### Aim:
Lay out the material starting at the line containing "For every instance of the girl's blonde" and ending at the line containing "pixel 516 79" as a two-column CSV with the header text,points, one line for each row. Put the row's text and its answer each in a single quoted field, with line breaks turned into spaces.

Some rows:
_ _ _ _ _
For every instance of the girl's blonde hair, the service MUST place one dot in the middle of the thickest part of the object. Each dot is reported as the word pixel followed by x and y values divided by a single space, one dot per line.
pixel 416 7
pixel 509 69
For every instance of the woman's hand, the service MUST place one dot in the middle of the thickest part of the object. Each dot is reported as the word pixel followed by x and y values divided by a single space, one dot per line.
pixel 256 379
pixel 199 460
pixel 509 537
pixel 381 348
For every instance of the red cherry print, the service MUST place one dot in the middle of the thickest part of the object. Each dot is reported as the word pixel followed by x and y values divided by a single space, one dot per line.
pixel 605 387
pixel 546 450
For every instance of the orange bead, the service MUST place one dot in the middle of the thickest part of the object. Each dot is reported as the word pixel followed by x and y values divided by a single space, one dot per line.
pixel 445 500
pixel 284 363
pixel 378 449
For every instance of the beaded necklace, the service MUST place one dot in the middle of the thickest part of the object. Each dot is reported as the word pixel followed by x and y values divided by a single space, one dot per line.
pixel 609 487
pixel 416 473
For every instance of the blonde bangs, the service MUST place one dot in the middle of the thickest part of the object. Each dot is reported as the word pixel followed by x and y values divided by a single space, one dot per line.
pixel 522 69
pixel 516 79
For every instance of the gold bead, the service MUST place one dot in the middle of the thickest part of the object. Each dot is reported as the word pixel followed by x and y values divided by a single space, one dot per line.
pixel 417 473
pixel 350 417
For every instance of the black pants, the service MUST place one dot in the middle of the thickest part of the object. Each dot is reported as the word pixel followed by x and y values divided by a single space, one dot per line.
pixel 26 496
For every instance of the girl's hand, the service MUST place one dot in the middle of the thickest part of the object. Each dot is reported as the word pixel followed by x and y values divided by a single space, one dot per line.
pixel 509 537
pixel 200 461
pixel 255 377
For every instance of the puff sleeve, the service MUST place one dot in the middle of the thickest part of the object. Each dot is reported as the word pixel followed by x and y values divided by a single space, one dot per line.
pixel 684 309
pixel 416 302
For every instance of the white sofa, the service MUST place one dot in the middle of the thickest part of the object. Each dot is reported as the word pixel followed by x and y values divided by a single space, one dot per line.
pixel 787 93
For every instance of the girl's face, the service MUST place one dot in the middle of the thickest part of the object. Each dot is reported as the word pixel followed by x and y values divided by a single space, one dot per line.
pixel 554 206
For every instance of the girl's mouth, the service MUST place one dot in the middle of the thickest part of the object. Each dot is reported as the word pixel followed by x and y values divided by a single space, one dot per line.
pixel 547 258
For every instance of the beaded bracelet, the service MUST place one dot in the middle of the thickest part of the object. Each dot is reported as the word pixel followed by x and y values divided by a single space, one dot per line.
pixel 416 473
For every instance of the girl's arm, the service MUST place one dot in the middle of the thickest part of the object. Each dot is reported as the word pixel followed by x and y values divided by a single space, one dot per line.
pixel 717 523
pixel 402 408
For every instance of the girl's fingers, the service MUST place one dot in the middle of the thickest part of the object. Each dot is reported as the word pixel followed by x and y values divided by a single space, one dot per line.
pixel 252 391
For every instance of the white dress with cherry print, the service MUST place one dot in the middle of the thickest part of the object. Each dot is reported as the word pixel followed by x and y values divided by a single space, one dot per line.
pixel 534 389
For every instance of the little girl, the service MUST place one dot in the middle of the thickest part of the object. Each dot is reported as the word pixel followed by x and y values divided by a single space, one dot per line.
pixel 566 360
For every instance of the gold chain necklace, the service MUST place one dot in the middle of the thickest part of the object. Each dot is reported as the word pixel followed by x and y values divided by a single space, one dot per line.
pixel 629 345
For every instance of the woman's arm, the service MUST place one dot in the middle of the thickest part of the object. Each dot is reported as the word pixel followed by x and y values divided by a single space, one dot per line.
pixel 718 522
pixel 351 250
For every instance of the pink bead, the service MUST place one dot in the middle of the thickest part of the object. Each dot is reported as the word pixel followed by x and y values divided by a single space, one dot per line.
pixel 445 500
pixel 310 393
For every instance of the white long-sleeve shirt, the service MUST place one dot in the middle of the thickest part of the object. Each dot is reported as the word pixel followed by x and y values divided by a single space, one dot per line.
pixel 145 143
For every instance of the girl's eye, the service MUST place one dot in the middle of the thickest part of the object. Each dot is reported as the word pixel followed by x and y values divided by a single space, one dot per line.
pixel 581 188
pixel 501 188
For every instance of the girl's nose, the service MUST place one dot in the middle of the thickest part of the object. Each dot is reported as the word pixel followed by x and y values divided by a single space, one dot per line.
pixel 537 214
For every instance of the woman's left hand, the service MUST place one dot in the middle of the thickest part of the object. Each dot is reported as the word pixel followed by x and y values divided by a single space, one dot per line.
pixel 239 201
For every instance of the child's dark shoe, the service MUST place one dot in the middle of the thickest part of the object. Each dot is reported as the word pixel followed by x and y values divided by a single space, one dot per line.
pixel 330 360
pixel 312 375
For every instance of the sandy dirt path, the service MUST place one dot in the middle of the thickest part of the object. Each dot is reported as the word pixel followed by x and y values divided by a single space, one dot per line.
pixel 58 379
_ _ _ _ _
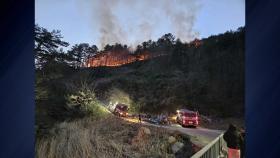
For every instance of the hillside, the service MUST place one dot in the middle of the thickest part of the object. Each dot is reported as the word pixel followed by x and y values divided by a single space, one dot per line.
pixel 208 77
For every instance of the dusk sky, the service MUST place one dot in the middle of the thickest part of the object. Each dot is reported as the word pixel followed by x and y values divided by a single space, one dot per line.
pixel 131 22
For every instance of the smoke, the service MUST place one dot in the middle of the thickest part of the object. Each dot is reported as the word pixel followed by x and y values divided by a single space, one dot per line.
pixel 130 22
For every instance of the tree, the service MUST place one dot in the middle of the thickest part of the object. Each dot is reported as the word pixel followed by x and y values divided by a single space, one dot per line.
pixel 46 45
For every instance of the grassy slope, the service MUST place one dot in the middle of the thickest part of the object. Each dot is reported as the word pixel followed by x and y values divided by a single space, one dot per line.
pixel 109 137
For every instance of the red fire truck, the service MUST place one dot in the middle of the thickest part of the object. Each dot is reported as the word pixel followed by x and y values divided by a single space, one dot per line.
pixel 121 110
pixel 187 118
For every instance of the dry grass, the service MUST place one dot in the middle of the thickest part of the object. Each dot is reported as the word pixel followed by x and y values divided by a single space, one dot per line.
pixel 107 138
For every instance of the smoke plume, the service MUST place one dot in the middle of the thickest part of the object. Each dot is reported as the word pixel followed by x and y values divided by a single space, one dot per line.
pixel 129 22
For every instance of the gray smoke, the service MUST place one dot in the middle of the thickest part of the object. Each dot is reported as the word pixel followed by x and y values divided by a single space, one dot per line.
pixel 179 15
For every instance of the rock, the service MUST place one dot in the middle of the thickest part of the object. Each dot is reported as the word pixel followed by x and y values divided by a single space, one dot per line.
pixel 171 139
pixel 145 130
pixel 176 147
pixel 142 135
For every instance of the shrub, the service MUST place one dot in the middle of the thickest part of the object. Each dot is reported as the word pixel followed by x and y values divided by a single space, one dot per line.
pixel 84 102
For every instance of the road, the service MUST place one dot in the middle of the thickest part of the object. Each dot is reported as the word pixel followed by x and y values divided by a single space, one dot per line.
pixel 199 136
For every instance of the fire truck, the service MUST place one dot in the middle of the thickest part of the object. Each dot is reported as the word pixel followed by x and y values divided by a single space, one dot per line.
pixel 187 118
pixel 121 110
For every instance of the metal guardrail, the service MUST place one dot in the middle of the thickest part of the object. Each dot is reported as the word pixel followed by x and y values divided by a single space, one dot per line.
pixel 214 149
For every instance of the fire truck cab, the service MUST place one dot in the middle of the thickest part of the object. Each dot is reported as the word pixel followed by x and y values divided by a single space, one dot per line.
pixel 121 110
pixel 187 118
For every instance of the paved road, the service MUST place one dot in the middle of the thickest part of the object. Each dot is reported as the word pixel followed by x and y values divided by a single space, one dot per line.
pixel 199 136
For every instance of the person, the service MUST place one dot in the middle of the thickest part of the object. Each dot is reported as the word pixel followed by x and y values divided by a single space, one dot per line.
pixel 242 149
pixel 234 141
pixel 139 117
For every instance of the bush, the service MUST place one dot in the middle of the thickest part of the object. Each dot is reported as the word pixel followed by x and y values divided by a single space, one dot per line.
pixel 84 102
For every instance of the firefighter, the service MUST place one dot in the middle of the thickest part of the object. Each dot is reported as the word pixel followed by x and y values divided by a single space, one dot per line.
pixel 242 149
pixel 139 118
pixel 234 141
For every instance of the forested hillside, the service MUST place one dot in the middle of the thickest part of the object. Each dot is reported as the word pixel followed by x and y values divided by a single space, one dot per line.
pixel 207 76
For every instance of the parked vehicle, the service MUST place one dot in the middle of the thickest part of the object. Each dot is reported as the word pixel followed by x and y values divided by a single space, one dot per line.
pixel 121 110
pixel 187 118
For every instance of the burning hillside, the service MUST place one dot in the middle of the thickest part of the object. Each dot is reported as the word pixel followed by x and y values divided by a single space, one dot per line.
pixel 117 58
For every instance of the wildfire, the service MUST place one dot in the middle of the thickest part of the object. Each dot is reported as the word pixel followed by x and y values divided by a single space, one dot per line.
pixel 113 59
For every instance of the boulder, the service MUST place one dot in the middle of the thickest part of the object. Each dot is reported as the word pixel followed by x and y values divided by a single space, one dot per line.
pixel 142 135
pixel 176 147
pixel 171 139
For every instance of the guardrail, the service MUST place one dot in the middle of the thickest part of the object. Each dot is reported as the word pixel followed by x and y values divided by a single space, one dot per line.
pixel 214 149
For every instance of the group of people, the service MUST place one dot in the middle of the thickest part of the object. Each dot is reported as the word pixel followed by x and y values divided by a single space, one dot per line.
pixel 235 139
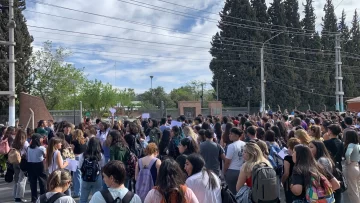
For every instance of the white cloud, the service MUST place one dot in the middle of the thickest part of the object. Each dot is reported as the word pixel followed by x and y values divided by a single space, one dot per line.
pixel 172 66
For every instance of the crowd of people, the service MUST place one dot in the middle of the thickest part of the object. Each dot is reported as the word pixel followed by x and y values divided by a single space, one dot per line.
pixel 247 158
_ _ _ _ _
### In response:
text,points
"For every instance of the girl's blonde hair, the service MUST place one dot in the middle of the thickest part of the object. Each dot is reported as the word pixel followed by x and y values divided by a single space, one dot per line.","pixel 416 7 pixel 509 69"
"For every instance of the woman's hand, the service MUST place one dot in the middle of the thickest part of the object. Each dot is reported as the word pixel followed by x and y values divided by a single space, one dot per line.","pixel 256 379 pixel 199 460 pixel 509 537 pixel 381 348"
"For every instance of the red cherry print, the service MUST place one dot in the middle of the thickest part of the object. Each dot is reported as the word pixel followed by x and y values divided by a single space, one dot per line.","pixel 605 387 pixel 546 450"
"For every instance of the orange bead, the service MUST place one dot in the middle of the thickest part of the object. Each dot is reported as the word pixel followed by x and y values divided by a single space, one dot per line.","pixel 445 500 pixel 284 363 pixel 378 449"
"For every instance of the beaded necklace, the service MUST place one dot in the middle of the thickest part of the object. Each dot is reported as the word pixel followed by x and y values divided by a single space, one dot per line.","pixel 609 487 pixel 416 473"
"For every instance of the blonde bangs, the service MUST place one dot in the middle of the thickest part of the object. Each dot is reported as the word pixel followed by x and y values divided by a single space, one dot per line.","pixel 522 69 pixel 516 79"